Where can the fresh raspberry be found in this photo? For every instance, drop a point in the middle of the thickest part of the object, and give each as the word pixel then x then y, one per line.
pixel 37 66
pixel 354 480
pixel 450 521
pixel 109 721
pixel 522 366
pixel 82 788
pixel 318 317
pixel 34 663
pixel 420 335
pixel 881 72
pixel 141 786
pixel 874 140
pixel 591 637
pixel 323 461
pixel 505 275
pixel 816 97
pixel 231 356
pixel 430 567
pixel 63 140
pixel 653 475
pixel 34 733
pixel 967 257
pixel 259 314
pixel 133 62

#####

Return the whole listing exactly as it reads.

**Exercise response**
Where can the fresh raspberry be found in this photo? For every instance, drop a point in the middle of the thickest part of the object, and give each as the word pixel then x then y, one per line.
pixel 37 66
pixel 354 480
pixel 450 521
pixel 109 721
pixel 522 366
pixel 82 788
pixel 318 317
pixel 34 663
pixel 420 335
pixel 881 72
pixel 141 786
pixel 874 140
pixel 591 637
pixel 323 461
pixel 505 275
pixel 816 97
pixel 231 356
pixel 430 567
pixel 63 140
pixel 653 475
pixel 34 733
pixel 967 257
pixel 259 314
pixel 133 62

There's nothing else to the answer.